For those who do well in politics, there is probable substance to such claims.

In the Shelby County mayor’s race, state Representative Larry Scroggs, so far the only Republican candidate, was clearly drafted by the local party leadership, desperate to find a conventionally acceptable standard-bearer.

Bartlett banker Harold Byrd, a Democratic candidate whose mayoral race was discussed at some length in this space last week, is known, liked, and respected in enough local political, business, and civic circles that it would be strange if he weren’t asked to consider public office.

Ditto with Shelby Count Public Defender A C Wharton. And state Representative Carol Chumney no doubt has her share of such boosters as well, though her reasons for running — and for staying in when others, mystified at her persistence, are suggesting she drop out — owe a good deal to the science of public-opinion research. To her pollster, in short.

Wharton: “Early On” Got Harold Ford’s Support

First, a clarification from the Shelby County public defender as to some of the sources of his own encouragement.

There has been a good deal of word-of-mouth and informed speculation concerning the likelihood that Wharton will have stout support in the Democratic primary from Harold Ford Sr., the former longtime congressman and political kingmaker who is now a consultant and sometime resident of Florida but still regarded as a major force in Memphis and Shelby County elections.

Those reports are now duly confirmed by Wharton, who, when asked in an interview this week if he had received explicit assurances of firm support from the former congressmen, said, “Early on. Yes.”

Less well known — at least partly because Wharton is reluctant to discuss the circumstances — is that Wharton’s resolve owes much to encouragement from the former congressman’s brother, the late Shelby County Commissioner James Ford.

“Everybody will be bringing in Dr. Ford as an excuse for everything they intend to do,” Wharton offers semiseriously as one reason why, without some prodding, he has preferred so far not to mention a conversation that occurred shortly before the commissioner’s death. Reasons of delicacy have been another consideration.

Wharton also offered some clarification of his pre-announcement conversations with Bobby Lanier, a major Wharton strategist now and a former chief assistant to outgoing Mayor Jim Rout, a Republican. When rumors started last year concerning Rout’s possible withdrawal from a reelection effort, he called Lanier several times to find out more.

Direction A:
Identify each line of the records that contains the word "building", with matching case, and copy those lines.
The text has no connection to the records.

Supplied data:

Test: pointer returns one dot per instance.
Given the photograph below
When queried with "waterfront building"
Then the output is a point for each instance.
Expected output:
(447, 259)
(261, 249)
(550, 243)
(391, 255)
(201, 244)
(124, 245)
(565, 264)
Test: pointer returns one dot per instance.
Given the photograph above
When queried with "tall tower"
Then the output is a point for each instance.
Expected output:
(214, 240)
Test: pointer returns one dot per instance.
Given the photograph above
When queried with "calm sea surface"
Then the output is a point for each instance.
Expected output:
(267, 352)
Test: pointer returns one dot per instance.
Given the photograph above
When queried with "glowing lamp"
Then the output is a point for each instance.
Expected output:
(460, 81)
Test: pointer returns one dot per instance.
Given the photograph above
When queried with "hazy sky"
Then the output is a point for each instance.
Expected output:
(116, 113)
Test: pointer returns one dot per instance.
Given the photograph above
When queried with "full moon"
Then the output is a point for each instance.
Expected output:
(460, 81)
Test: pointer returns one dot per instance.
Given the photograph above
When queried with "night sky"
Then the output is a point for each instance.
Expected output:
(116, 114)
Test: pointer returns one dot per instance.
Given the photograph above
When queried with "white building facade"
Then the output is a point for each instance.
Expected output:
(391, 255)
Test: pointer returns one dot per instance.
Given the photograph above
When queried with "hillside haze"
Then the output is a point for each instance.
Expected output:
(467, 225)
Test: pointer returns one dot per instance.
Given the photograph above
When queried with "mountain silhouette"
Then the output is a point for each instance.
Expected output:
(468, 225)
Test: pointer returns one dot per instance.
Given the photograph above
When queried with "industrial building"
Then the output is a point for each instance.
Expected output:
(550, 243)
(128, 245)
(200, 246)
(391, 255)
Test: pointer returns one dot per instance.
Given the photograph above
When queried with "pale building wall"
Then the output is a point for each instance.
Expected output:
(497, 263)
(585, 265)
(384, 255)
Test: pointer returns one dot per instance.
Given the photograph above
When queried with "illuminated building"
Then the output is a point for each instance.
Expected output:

Direction B:
List every person the Shelby County politics article names with a full name.

Problem solution A:
When queried with "waterfront building"
When queried with "white building facade"
When queried with "industrial building"
When queried with "pale building wall"
When queried with "illuminated building"

Problem solution B:
Larry Scroggs
Harold Byrd
A C Wharton
Carol Chumney
Harold Ford Sr.
James Ford
Bobby Lanier
Jim Rout